• Given passage:
========
A new proposal from French neurologists suggests adding biomarkers in cerebrospinal fluid (CSF) to the current parameters of no evidence of disease activity (NEDA) for multiple sclerosis (MS) could provide a "disease-free" status score.
"NEDA is pragmatic but insufficient for assessing disease-free status," declared Mickael Bonnan, MD, and colleagues of the neurology service, Hôpital F. Mitterand, Pau, France. "We propose adding to the NEDA, the criterion: no evidence of biological activity in CSF. This composite criterion should address neurodegenerative biomarkers (sampling neuronal and glial markers) and immune activation biomarkers (sampling B cells, T cells and macrophages/microglia)", they said.
Bonnan and team noted that current treatments have succeeded in sustaining clinical remissions, marked by NEDA criteria of the absence of relapse, absence of confirmed disability progression, and absence of gadolinium-enhancing T1 lesions or new/enlargement of T2 lesions on MRI. They also pointed out that NEDA parameters have recently contained an absence of brain atrophy, albeit with some concern about reliability of its measure.
According to Bonnan, these NEDA criteria would be sufficient if the goal of treatment remains the sustaining of apparent remission in the relapsing-remitting phase of MS. The criteria are not enought; however, to detect whether there is a concurrent suboptimal response to treatment, which they characterize as a "persistent slow-burning neurodegenerative process."
The NEDA criteria are also not able to mark a greater therapeutic response that could be achieved with more effective treatments in the future. Bonnan and colleagues expect that level of response to correspond to normalization of biological inflammatory parameters, which can be most readily measured in the CSF, or possibly with corresponding serum neurofilament levels to avoid the need for spinal tap.
========
• Source material:
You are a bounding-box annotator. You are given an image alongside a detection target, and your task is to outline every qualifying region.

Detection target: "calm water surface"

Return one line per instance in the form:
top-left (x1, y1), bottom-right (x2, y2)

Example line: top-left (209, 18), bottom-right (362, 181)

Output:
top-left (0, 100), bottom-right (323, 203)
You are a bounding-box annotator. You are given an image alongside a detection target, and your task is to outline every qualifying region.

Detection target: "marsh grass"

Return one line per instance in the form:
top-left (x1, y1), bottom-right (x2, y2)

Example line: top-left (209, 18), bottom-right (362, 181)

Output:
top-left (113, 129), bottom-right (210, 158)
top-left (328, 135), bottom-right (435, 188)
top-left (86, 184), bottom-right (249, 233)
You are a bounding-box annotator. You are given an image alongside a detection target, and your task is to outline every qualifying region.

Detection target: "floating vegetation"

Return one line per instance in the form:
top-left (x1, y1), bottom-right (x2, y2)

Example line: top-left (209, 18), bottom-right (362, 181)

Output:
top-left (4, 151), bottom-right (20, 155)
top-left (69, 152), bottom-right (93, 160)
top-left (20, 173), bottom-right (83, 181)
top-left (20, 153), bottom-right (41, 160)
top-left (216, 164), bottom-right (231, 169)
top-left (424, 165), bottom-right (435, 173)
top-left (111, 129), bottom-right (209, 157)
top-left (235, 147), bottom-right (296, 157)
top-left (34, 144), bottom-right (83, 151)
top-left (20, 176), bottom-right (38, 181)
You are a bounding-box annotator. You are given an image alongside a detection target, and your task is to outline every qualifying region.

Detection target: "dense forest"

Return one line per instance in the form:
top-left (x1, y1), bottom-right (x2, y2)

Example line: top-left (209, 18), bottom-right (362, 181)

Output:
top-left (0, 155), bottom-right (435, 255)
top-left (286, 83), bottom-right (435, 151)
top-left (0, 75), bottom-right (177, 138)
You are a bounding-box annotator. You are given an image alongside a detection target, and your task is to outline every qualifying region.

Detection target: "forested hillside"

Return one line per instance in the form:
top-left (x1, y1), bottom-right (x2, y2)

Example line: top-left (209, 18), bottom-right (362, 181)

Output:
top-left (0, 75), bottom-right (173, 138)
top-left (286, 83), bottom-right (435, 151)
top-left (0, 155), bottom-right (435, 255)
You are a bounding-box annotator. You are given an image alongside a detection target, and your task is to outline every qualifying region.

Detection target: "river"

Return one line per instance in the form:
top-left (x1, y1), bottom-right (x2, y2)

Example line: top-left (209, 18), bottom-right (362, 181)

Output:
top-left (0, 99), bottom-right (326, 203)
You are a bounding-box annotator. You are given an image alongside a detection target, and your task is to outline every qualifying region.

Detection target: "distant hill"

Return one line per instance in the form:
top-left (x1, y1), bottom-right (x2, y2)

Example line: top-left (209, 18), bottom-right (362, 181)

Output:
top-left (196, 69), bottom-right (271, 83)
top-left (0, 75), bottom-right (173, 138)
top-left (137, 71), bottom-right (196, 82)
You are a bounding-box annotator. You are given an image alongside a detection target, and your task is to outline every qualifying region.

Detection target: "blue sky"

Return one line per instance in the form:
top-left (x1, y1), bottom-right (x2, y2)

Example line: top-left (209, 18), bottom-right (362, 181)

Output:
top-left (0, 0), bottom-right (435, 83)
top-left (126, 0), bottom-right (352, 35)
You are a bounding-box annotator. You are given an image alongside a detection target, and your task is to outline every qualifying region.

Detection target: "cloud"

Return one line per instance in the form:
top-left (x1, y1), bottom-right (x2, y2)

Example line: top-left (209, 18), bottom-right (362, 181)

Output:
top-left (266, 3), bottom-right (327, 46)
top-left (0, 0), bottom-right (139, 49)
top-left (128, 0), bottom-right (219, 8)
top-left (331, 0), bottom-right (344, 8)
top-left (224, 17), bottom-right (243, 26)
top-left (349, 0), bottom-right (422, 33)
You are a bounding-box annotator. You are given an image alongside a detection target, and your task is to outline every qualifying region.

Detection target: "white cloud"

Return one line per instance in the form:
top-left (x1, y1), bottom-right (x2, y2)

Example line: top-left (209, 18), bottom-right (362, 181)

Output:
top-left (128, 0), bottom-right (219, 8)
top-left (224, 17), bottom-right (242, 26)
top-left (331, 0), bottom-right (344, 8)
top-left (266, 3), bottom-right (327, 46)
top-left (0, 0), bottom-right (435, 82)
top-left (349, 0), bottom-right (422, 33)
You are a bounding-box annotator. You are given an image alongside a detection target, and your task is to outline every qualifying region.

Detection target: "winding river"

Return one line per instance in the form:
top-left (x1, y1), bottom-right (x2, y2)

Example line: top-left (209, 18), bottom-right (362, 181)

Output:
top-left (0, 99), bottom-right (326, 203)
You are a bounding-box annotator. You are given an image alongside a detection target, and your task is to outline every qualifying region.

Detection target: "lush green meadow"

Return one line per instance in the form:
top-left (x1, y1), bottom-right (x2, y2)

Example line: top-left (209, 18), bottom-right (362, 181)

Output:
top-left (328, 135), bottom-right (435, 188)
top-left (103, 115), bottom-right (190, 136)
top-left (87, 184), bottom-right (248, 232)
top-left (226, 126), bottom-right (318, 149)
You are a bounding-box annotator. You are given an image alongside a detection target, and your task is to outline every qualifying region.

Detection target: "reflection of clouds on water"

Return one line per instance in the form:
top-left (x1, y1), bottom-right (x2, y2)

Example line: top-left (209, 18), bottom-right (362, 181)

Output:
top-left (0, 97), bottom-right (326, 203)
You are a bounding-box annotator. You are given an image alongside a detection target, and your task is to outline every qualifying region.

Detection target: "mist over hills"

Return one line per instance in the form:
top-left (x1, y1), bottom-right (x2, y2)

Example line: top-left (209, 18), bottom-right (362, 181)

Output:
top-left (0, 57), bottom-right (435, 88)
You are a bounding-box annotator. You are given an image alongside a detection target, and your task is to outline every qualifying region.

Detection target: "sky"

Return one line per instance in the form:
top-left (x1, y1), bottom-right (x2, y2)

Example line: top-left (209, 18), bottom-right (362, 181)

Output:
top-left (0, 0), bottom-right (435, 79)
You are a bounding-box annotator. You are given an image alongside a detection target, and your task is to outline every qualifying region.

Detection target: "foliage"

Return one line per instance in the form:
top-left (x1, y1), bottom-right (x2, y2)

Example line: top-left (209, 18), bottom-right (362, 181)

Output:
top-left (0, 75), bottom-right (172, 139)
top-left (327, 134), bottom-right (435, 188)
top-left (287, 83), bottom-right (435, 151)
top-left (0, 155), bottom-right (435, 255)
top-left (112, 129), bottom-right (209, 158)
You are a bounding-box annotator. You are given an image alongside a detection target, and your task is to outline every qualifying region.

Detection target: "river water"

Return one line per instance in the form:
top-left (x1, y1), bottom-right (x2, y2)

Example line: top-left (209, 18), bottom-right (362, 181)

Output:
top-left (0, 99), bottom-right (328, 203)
========
• Aim of the task:
Copy out the passage on the proposed CSF criterion for multiple sclerosis disease activity word for word, from start to finish. Leave the rows aside; they play no part in what comes next.

• Answer section:
A new proposal from French neurologists suggests adding biomarkers in cerebrospinal fluid (CSF) to the current parameters of no evidence of disease activity (NEDA) for multiple sclerosis (MS) could provide a "disease-free" status score.
"NEDA is pragmatic but insufficient for assessing disease-free status," declared Mickael Bonnan, MD, and colleagues of the neurology service, Hôpital F. Mitterand, Pau, France. "We propose adding to the NEDA, the criterion: no evidence of biological activity in CSF. This composite criterion should address neurodegenerative biomarkers (sampling neuronal and glial markers) and immune activation biomarkers (sampling B cells, T cells and macrophages/microglia)", they said.
Bonnan and team noted that current treatments have succeeded in sustaining clinical remissions, marked by NEDA criteria of the absence of relapse, absence of confirmed disability progression, and absence of gadolinium-enhancing T1 lesions or new/enlargement of T2 lesions on MRI. They also pointed out that NEDA parameters have recently contained an absence of brain atrophy, albeit with some concern about reliability of its measure.
According to Bonnan, these NEDA criteria would be sufficient if the goal of treatment remains the sustaining of apparent remission in the relapsing-remitting phase of MS. The criteria are not enought; however, to detect whether there is a concurrent suboptimal response to treatment, which they characterize as a "persistent slow-burning neurodegenerative process."
The NEDA criteria are also not able to mark a greater therapeutic response that could be achieved with more effective treatments in the future. Bonnan and colleagues expect that level of response to correspond to normalization of biological inflammatory parameters, which can be most readily measured in the CSF, or possibly with corresponding serum neurofilament levels to avoid the need for spinal tap.